Only lines with the word "image" are needed; collect each of them from the listing below.

------ Records for this task ------

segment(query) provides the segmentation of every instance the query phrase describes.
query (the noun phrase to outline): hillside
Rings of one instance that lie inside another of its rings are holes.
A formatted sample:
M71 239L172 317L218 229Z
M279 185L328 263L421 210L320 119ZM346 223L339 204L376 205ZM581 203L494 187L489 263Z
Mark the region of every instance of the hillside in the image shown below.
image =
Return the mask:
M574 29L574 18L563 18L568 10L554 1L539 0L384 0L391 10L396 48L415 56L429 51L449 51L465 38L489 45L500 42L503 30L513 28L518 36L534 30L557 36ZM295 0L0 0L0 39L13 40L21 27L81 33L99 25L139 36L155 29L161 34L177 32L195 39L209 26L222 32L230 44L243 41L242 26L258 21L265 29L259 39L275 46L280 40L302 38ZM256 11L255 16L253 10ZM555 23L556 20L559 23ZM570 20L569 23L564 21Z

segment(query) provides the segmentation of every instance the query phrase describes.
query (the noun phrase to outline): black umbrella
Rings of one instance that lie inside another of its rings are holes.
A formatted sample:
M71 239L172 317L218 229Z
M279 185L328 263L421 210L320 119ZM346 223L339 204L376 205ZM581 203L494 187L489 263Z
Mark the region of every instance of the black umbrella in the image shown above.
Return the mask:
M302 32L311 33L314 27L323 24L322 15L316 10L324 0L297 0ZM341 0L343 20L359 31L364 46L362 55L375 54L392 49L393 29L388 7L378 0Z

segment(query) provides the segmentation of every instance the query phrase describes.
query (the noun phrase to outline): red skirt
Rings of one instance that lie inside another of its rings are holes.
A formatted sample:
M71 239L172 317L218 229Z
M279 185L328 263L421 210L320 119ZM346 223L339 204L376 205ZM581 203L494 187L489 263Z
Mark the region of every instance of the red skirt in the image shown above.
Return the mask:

------

**Answer:**
Mark the region of every instance of the hillside in the image shown below.
image =
Mark the region of every instance of the black umbrella in the image shown above.
Mark the region of every instance of the red skirt in the image shown above.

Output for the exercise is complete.